Provided passage:
The KEY to the topic is found on the first line after the seperator (keyline)
in column 1 (keypos 1) and has a length of 78 characters (keylen). Take a
look at the interrupt list to see the structure of the topics and verify that
this information is relevant.
The word delimiters are a space (delimiter ' '), and the following characters :
,=" .
The following words are assumed to exist in all topics : int, seealso:, notes:,
return: and = .
The last line of the build file specifies a dictionary of 8 segments.
To CREATE the dictionary use the following command :
RSS b @intlist $demorss interrup.?
This command instructs RSS to create a dictionary called intlist, using
the build file definitions found in the file DEMORSS.BDF, on all the
files that are called INTERRUP.? . (I do not combine the interrupt list, if
you do, replace interrup.? with interrup.lst or what ever you call it).
This operation will take some time, because the interrup list is a BIG
database.
If the build process is terminated because of memory constraints, try
removing some TSR's from memory. If nothing helps, you will have to
edit the DEMORSS.BDF file and change the dictionary line to specify a
smaller number of dictionary segments. (Each segment is about 64K, so
having 8 segments mean we need 512K just for the dictionary segments).

[Stored data]
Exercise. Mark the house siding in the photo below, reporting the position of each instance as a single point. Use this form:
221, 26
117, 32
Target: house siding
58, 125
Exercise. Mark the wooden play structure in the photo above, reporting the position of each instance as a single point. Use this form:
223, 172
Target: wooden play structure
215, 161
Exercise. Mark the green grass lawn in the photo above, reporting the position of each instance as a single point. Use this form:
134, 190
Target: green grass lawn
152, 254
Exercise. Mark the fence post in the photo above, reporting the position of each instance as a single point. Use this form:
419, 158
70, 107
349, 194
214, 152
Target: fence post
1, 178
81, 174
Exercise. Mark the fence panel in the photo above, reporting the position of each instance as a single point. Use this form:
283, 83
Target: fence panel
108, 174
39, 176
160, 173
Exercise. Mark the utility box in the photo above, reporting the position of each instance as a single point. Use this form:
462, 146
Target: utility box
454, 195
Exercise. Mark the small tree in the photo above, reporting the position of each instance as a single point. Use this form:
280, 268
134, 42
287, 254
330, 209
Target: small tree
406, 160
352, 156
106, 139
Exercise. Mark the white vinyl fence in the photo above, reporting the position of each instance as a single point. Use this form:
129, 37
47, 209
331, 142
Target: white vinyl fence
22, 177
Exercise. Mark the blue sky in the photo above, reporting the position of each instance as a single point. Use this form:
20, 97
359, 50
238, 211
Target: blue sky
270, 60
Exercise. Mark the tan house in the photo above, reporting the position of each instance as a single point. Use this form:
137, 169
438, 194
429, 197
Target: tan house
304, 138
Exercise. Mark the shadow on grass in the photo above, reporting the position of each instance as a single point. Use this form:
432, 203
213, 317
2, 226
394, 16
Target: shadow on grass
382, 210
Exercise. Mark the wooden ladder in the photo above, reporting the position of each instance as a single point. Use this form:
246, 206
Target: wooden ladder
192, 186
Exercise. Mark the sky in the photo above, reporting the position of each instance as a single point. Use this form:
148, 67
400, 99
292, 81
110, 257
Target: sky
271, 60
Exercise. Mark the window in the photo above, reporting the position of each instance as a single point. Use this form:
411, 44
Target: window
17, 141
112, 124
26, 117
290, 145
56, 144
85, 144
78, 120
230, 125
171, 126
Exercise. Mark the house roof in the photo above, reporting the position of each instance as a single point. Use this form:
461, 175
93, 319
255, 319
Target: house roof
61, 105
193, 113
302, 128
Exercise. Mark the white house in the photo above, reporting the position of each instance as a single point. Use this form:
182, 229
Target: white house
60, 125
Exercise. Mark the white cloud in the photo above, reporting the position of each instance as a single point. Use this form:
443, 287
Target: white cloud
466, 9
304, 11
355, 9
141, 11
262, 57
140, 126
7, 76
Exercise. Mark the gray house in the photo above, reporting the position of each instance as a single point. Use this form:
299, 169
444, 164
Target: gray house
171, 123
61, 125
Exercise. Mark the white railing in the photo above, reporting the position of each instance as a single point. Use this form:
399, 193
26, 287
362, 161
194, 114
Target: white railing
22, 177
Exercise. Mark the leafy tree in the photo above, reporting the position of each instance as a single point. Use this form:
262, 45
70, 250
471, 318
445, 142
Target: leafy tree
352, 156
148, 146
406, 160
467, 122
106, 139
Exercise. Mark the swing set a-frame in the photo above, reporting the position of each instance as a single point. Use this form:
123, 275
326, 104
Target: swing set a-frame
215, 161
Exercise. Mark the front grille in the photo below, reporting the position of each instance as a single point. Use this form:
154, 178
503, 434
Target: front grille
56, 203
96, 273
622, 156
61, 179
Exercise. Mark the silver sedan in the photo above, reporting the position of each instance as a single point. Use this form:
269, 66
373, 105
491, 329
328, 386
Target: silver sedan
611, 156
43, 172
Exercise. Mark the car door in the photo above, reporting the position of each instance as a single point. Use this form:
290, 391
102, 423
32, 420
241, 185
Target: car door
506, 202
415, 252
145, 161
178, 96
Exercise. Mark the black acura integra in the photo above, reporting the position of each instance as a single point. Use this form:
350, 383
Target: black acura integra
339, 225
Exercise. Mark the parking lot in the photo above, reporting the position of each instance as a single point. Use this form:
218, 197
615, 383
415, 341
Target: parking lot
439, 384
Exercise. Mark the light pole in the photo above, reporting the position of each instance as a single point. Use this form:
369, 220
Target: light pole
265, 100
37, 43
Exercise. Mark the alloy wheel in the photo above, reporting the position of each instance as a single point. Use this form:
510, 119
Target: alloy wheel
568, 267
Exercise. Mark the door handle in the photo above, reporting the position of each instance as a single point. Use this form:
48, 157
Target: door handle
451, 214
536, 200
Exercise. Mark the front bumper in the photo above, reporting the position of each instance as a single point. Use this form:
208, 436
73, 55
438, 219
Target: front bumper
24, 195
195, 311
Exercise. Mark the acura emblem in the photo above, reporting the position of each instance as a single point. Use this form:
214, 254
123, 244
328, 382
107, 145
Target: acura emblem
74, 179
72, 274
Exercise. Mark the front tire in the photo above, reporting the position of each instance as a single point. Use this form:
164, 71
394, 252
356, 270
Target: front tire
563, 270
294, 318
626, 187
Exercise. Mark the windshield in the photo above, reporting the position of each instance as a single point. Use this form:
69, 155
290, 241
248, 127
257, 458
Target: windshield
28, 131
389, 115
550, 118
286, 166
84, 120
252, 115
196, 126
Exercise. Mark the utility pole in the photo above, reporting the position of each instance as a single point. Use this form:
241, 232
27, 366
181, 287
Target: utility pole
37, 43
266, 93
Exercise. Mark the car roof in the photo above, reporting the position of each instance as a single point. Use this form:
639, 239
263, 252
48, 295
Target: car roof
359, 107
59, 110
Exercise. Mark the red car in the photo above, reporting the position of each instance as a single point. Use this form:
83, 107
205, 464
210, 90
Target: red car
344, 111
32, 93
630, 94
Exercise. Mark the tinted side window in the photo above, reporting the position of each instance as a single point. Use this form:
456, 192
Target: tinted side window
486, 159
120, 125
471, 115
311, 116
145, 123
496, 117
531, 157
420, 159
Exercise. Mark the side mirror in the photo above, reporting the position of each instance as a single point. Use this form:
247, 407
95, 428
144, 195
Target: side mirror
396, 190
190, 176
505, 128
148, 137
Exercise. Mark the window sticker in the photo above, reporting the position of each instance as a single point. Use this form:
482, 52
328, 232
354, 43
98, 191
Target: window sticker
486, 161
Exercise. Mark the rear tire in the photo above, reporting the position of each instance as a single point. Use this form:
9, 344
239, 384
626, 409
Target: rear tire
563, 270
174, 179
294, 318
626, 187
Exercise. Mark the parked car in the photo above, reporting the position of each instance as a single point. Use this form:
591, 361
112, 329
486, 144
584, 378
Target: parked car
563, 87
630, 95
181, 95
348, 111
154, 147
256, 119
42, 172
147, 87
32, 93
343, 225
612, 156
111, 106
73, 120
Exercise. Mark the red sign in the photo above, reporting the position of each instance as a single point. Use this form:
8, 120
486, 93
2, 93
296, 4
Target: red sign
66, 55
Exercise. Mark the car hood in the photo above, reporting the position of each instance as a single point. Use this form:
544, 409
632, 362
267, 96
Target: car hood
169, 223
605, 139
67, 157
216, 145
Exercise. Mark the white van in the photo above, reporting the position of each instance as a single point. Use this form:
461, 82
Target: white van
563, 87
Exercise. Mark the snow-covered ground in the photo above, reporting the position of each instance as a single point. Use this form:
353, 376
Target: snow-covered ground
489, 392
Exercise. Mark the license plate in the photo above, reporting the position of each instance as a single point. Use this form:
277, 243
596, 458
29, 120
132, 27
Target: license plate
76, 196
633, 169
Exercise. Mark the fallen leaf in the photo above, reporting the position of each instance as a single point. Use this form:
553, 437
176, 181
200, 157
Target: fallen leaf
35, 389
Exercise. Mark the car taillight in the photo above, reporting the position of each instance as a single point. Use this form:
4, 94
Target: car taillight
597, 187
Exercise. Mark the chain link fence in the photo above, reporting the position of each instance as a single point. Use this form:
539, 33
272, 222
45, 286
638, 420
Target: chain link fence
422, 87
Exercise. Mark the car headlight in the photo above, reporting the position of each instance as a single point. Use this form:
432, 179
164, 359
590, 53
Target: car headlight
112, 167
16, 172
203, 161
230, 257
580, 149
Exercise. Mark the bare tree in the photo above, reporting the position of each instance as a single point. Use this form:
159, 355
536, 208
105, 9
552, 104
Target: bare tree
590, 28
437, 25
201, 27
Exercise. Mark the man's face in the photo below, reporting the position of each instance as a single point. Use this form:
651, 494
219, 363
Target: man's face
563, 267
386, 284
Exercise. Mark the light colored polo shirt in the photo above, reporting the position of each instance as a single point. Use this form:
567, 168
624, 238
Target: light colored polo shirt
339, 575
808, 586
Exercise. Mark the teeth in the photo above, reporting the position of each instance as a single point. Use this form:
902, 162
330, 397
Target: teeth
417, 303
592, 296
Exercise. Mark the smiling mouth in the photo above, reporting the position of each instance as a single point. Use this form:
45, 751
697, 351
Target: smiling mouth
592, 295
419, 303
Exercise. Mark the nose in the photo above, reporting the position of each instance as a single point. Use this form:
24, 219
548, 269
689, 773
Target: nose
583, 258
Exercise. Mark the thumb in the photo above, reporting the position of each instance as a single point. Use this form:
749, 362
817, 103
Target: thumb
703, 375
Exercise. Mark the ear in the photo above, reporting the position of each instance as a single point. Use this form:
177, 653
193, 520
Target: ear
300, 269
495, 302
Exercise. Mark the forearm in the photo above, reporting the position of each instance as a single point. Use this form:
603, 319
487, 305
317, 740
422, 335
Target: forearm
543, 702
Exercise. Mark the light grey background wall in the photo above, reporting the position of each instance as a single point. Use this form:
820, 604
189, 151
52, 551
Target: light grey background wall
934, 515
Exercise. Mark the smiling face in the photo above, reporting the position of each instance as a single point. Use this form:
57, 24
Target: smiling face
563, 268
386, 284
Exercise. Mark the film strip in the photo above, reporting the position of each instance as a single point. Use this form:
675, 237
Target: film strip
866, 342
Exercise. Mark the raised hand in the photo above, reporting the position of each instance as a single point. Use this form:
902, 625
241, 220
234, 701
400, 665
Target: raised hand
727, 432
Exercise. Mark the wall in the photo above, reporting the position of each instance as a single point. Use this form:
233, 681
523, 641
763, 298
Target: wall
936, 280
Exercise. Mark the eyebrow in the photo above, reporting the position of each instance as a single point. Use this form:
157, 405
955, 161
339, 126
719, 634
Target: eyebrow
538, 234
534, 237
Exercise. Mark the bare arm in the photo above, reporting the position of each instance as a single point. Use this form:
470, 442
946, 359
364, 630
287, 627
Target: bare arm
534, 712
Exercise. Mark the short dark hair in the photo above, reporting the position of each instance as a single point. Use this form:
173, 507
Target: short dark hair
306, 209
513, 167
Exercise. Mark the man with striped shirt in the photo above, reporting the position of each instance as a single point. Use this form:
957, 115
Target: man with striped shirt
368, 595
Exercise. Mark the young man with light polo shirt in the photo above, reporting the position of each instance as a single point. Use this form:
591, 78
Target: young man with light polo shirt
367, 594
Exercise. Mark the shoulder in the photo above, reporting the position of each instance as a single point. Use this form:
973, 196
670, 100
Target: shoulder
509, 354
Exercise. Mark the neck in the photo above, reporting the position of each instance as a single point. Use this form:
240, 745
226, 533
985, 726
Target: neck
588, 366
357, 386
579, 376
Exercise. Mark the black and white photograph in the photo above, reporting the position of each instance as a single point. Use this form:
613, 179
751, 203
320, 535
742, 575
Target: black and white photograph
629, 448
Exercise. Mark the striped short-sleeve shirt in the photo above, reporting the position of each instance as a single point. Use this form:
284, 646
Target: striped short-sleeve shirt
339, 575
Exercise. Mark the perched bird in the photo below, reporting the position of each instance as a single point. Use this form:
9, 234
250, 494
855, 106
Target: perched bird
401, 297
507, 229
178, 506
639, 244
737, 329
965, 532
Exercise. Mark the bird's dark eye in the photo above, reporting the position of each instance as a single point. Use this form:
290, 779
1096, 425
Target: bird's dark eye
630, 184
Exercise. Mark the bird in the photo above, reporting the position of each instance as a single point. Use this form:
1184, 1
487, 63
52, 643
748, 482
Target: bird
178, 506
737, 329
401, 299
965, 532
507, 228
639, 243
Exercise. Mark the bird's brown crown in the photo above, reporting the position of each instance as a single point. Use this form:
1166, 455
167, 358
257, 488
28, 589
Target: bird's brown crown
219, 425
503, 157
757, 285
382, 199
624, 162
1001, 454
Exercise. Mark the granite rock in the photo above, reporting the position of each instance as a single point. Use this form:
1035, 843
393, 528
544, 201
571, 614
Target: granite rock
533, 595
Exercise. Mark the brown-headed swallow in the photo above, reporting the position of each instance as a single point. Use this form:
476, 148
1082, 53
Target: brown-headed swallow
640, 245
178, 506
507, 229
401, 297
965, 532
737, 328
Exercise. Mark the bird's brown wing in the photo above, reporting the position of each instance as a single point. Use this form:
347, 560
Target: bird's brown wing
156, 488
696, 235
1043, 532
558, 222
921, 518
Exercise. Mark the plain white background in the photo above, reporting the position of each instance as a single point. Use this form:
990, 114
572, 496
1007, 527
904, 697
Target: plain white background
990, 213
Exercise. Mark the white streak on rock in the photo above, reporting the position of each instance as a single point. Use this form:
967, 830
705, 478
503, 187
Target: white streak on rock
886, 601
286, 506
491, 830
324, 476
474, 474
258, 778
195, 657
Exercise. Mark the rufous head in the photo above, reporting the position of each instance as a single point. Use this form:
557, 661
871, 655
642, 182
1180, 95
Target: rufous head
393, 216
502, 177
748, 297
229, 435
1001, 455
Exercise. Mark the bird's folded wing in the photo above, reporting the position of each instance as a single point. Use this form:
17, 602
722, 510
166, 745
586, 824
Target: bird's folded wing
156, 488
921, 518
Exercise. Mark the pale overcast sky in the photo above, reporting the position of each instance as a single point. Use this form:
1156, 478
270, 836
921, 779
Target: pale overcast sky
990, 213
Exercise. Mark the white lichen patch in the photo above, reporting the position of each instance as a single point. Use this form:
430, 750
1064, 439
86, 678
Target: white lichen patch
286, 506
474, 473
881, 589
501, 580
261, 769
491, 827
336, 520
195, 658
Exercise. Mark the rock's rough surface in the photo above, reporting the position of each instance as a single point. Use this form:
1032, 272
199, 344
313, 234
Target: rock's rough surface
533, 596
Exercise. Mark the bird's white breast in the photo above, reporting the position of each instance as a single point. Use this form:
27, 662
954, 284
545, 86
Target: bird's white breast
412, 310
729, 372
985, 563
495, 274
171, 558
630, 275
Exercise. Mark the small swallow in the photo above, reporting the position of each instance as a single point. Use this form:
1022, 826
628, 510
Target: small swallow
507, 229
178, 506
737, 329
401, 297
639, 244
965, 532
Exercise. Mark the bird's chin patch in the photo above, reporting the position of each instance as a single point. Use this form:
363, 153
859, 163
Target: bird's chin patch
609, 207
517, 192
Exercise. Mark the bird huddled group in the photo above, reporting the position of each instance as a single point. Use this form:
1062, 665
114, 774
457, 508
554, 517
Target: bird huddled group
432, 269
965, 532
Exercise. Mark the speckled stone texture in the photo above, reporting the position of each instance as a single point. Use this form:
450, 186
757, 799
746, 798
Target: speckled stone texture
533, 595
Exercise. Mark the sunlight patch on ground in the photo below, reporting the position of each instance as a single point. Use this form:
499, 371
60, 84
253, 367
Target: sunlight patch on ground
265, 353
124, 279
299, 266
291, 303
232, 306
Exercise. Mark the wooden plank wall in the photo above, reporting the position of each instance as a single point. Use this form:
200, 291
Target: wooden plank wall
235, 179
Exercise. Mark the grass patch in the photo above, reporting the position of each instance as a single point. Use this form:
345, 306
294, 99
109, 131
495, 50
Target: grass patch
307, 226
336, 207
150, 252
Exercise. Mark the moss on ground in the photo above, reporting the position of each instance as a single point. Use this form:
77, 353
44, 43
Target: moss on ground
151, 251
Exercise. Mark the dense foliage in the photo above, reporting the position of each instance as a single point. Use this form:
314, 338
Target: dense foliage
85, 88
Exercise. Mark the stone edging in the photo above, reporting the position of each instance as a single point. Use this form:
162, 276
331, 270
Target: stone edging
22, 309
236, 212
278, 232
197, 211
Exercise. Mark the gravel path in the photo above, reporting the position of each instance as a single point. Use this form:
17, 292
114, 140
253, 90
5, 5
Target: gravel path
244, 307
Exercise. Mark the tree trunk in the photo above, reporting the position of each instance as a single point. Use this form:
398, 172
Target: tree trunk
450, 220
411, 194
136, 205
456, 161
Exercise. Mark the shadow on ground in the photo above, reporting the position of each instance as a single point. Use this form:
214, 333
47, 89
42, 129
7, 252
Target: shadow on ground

Requirements:
a - Update the records from the line containing "Exercise. Mark the moss" through the end of the records, replacing "gravel path" with "gravel walkway" and leaving everything else unchanged.
b - Write what comes next in the passage on building an RSS dictionary for the interrupt list.
The text and the records have no connection to each other.

In response:
a -
Exercise. Mark the moss on ground in the photo above, reporting the position of each instance as a single point. Use this form:
77, 353
44, 43
Target: moss on ground
151, 251
Exercise. Mark the dense foliage in the photo above, reporting the position of each instance as a single point. Use this form:
314, 338
Target: dense foliage
85, 88
Exercise. Mark the stone edging in the photo above, reporting the position of each instance as a single point. Use this form:
162, 276
331, 270
Target: stone edging
22, 309
236, 212
278, 232
197, 211
Exercise. Mark the gravel walkway in the photo above, reporting the position of each instance as a single point. Use this form:
17, 292
114, 140
253, 90
5, 5
Target: gravel walkway
244, 307
Exercise. Mark the tree trunk in the photo above, reporting the position of each instance as a single point. Use this form:
398, 172
Target: tree trunk
450, 220
411, 194
136, 205
456, 161
Exercise. Mark the shadow on ground in the photo above, reporting the position of each instance as a single point. Use this form:
214, 333
47, 89
42, 129
7, 252
Target: shadow on ground

b -
After the build process is finished RSS has created several new files
on the hard disk. These files are called INTLIST.*, where * has the
following meaning :
CFG - This is the configuration file. It specifies the key names, and
dictionary structure.
EXC - This is the exclude words dictionary segment.
DC? - Where ? is A, B .. are the dictionary data segments.
When ever we want to query the dictionary from now on we will use the
the following command :
RSS f @intlist our-query-here
If for example we would like to find all entries that has something to
do with lantastic network we will use a simple query such as :
RSS f @intlist lantastic
If we would like to find all refereneces to netbios, that do not include
references to netware we will use :
RSS f @intlist netbios and (not netware)
etc..
Notes :
1 - The Interrupt List is a BIG database with a lot of entries, the
8 dictionary segments are probably the minimal configuration
that will not cause too many collisions. If you have registered
RSS - it is advised that you use RSSX - The protected mode
version, and use a higher value (such as dictionary 16) to
achieve optimal query accuracy.
Example - I wanted to look at the real-time compression features added to
dos 6, so I performed the following search on version 3.4 of the
interrupt list :
rss f @intlist compress
and received the following answer :
RSS V3.0, ISoft D&M, P.O.B 5517, CORALVILLE IA 52241, U.S.A
Development Modification Level : 002c, Date : Apr., 22, 1993.
Query : compress
Searching intlist
File : INTERRUP.B, Key : INT 1A - MICROSOFT REAL-TIME COMPRESSION INTERFACE (MRCI) - ROM-BASED SERVER
INT 1A - Microsoft Real-Time Compression Interface (MRCI) - ROM-BASED SERVER
AX = B001h
CX = 4D52h ("MR")
DX = 4349h ("CI")
Return: CX = 4943h ("IC") if installed
DX = 524Dh ("RM") if installed
ES:DI -> MRCINFO structure (see below)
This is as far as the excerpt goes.